[MATERIAL FOR THE TASK — start]

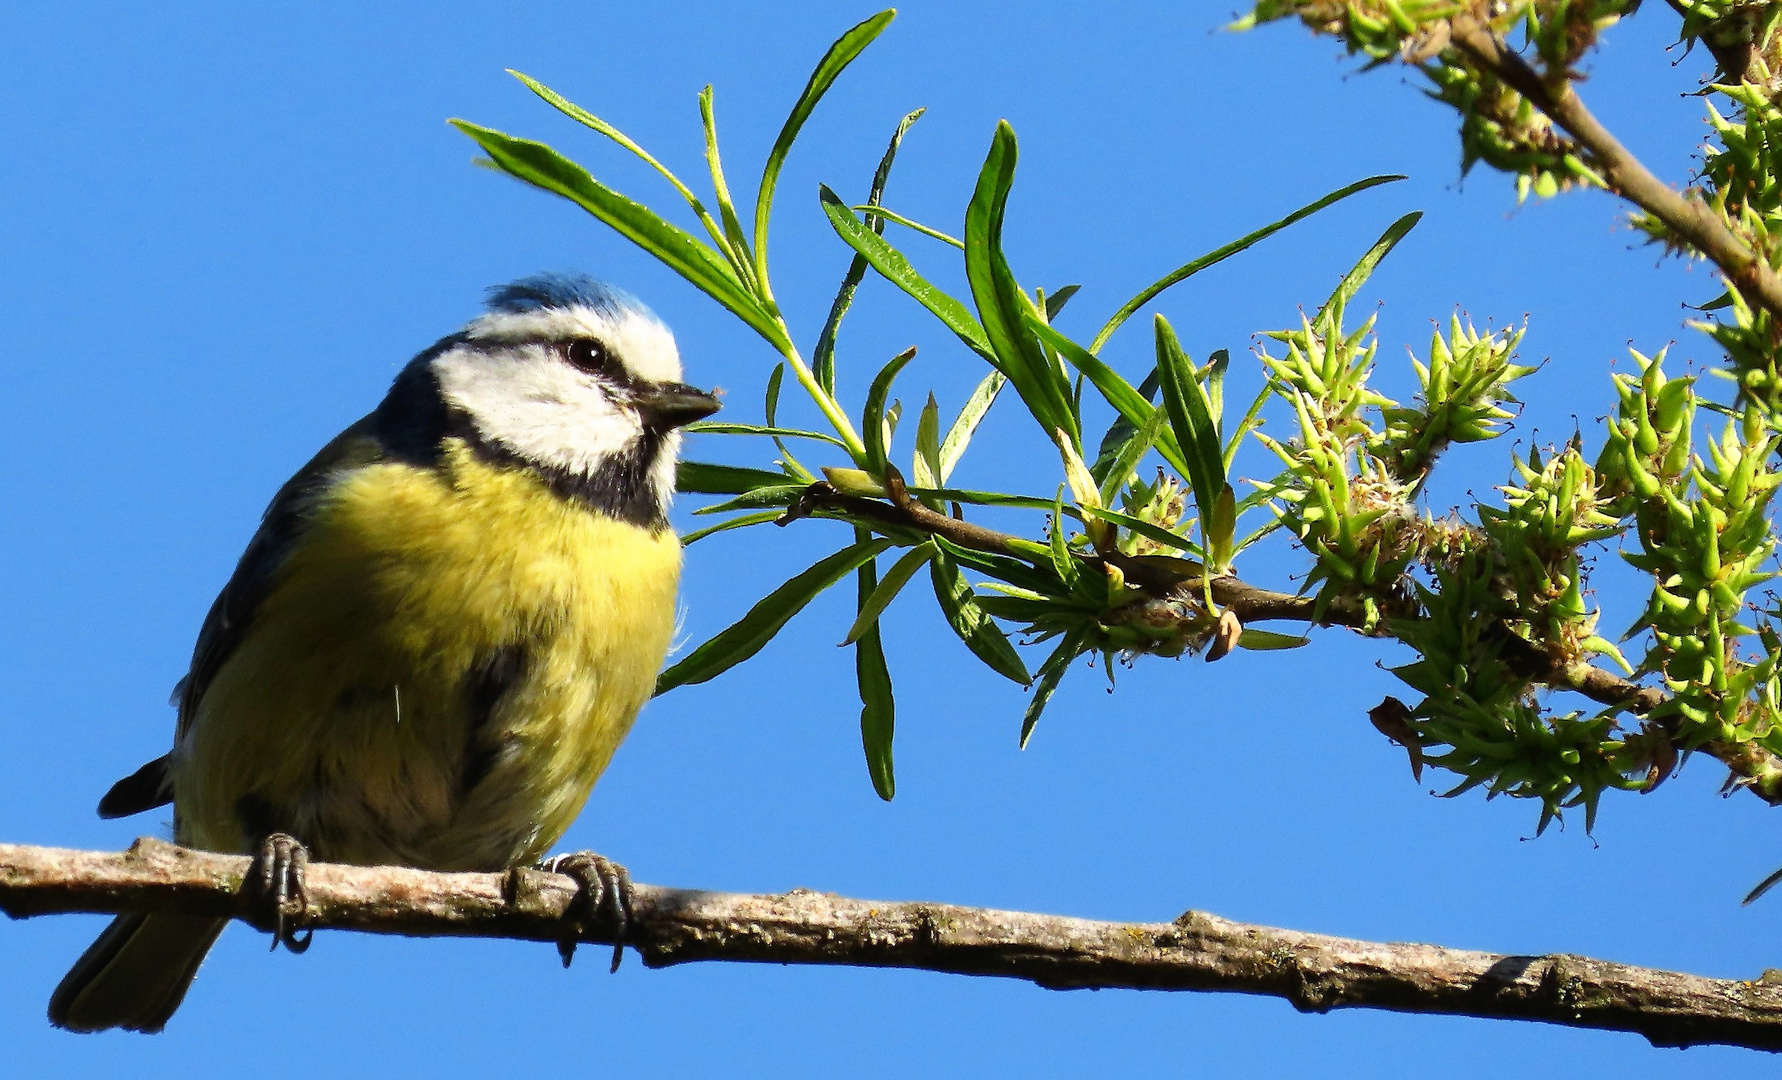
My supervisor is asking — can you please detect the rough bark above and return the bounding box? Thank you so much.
[6,839,1782,1051]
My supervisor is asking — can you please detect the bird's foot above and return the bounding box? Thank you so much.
[256,832,312,954]
[536,851,633,972]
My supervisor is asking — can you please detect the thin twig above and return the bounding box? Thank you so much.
[796,482,1782,803]
[5,840,1782,1051]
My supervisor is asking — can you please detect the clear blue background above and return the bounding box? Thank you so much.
[3,3,1777,1074]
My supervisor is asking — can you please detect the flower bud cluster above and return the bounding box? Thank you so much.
[1382,316,1534,481]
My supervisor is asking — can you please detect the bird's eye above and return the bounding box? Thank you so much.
[561,339,617,377]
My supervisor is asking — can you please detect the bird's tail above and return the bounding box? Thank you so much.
[48,912,226,1033]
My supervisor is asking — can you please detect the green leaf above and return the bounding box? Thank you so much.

[MATERIAL FOR THE TASK — finish]

## TASK TO COMPLETE
Take the line that contains "My supervisor is asking — can you please detect the clear" and each line after it down to the last of the records, and retype them exactly; add nothing else.

## EXERCISE RESPONSE
My supervisor is asking — can you please detect the clear blue background above and return the bounding box? Thank you so much.
[3,3,1777,1074]
My supervisor is asking — can you please detect the flower bud cluster above and return the bounding box? Thank you so much.
[1382,316,1534,481]
My supervisor is asking — can you please detect the bird's eye above and return the bounding box? Thank you so much.
[561,339,617,377]
My supervisor is asking — can you please detect the bird's tail above and return the bounding box? Thank you so much.
[48,912,226,1033]
My supervisor is asking — can you please detect the green leaf above and return the bounding box? Thank you so much.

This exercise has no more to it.